§ SUPPLIED RECORDS
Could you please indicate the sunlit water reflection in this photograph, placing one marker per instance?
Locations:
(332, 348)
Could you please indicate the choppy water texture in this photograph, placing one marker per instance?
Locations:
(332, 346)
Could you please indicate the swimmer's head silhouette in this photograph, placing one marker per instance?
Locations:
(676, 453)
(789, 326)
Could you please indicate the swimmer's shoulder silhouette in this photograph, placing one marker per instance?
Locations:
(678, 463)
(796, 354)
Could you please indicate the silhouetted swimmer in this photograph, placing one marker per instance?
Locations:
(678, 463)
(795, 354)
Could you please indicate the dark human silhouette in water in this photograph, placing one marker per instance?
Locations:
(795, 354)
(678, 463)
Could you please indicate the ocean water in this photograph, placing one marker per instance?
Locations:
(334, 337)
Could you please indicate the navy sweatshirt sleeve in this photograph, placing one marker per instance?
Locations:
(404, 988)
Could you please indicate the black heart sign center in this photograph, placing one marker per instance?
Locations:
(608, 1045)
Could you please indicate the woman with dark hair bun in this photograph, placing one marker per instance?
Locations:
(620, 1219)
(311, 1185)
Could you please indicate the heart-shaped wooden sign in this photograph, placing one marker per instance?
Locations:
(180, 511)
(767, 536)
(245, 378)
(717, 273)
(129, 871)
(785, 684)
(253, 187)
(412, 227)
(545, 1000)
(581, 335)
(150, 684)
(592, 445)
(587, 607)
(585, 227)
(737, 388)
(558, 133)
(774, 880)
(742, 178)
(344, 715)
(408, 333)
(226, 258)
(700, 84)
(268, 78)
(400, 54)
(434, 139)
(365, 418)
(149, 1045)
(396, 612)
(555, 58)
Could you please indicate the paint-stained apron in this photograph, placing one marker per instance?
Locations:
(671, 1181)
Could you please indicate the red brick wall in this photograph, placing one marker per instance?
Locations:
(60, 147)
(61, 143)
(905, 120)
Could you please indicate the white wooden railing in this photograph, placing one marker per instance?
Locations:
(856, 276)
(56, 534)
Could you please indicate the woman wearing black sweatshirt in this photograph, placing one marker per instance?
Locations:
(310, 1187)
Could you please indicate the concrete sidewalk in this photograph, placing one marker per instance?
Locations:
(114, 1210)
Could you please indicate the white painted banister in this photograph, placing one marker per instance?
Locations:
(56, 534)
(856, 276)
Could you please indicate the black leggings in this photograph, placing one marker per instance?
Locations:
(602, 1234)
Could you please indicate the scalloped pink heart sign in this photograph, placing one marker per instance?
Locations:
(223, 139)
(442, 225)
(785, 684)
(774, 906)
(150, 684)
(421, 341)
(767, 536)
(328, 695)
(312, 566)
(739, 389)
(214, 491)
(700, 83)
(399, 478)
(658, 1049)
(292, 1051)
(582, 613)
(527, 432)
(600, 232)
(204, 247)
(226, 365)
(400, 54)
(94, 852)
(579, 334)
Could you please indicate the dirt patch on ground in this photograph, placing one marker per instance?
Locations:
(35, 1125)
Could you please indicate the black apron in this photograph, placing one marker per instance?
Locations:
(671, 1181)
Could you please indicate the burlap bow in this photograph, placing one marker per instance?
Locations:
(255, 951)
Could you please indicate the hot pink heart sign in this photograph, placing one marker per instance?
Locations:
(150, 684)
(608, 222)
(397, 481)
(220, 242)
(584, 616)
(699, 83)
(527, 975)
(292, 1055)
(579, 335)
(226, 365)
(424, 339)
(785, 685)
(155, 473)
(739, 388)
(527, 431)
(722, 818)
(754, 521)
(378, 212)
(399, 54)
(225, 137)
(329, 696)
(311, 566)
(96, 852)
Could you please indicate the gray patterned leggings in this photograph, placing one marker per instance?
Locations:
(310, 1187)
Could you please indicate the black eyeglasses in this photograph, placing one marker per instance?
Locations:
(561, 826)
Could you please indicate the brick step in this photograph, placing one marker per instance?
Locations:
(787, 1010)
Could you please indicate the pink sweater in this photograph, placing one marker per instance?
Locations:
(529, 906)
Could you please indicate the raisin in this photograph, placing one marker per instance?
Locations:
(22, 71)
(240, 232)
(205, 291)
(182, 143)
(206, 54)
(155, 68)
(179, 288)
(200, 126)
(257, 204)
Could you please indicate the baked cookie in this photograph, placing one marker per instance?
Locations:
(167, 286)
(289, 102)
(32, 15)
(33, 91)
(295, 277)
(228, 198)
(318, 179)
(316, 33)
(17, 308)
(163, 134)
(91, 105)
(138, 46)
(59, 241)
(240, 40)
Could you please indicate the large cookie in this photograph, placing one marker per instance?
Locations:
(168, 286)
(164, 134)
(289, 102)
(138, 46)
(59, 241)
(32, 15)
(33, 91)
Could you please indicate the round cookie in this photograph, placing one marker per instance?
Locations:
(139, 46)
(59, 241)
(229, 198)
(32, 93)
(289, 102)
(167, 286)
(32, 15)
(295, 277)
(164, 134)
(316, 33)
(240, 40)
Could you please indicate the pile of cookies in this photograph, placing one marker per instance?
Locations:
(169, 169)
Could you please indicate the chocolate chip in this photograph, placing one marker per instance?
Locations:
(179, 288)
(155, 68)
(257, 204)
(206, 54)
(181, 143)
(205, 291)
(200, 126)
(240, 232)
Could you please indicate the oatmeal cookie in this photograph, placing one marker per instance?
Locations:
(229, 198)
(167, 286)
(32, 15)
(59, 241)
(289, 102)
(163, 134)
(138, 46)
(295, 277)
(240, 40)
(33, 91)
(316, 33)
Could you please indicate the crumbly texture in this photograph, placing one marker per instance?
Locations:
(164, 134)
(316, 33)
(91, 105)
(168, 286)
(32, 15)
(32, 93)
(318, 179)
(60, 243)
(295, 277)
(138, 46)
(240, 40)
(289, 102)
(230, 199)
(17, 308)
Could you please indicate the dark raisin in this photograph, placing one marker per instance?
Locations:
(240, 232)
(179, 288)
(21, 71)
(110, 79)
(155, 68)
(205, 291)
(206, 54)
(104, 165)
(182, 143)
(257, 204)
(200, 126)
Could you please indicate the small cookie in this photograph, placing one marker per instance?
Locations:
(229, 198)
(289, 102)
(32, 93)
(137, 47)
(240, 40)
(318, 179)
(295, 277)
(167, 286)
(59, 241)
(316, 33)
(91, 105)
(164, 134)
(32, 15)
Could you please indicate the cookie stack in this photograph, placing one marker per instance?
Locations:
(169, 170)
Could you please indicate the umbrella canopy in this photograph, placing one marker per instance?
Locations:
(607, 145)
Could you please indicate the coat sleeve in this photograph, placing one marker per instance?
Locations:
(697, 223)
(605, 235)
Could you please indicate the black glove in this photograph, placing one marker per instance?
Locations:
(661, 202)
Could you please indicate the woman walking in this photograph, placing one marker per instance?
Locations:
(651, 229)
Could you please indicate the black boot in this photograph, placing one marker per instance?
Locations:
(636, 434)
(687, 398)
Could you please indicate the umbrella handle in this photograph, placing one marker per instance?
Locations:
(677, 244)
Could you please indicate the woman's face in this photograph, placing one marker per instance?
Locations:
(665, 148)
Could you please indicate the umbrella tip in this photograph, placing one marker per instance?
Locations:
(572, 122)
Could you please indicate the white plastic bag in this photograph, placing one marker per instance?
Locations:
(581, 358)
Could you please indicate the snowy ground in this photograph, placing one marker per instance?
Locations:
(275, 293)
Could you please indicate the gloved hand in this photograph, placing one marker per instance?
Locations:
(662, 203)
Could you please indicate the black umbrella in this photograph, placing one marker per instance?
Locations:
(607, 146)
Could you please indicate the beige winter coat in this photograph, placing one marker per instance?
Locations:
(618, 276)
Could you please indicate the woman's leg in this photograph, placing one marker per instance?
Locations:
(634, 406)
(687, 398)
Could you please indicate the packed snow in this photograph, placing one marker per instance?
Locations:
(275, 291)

§ WORK TO COMPLETE
Rewrite the material from the line that has "Could you please indicate the choppy" through the line that has "(608, 1045)", including both of those lines, with each point coordinate multiplied by 0.8 and rounded to a whole number, halves rounded up. Every other line and word stays unchanged.

§ EXERCISE OUTPUT
Could you please indicate the choppy water texture in this photograph, placing one marker per instance?
Locations:
(266, 277)
Could you please indicate the swimmer's head silhouette in this photograph, placing one marker per instance?
Locations:
(541, 362)
(631, 261)
Could you please indicate the swimmer's shoulder silhouette in this photograph, placing one marker per instance?
Locations:
(542, 370)
(637, 283)
Could you please indicate the silhouetted swimmer in this photograph, placing one marker per instance?
Locations:
(542, 370)
(636, 283)
Could you please indicate the dark human silhouette in water in this photograph, placing one marker per instance?
Locations:
(636, 283)
(542, 370)
Could you please indicate the ocean water in this photograph, placing one marker per instance?
Locations:
(267, 270)
Could you please indicate the navy sweatshirt sleeve in this photograph, placing one marker per instance?
Locations:
(323, 790)
Could you please indicate the black heart sign center in this photograph, placing one marker per instance?
Locations:
(486, 836)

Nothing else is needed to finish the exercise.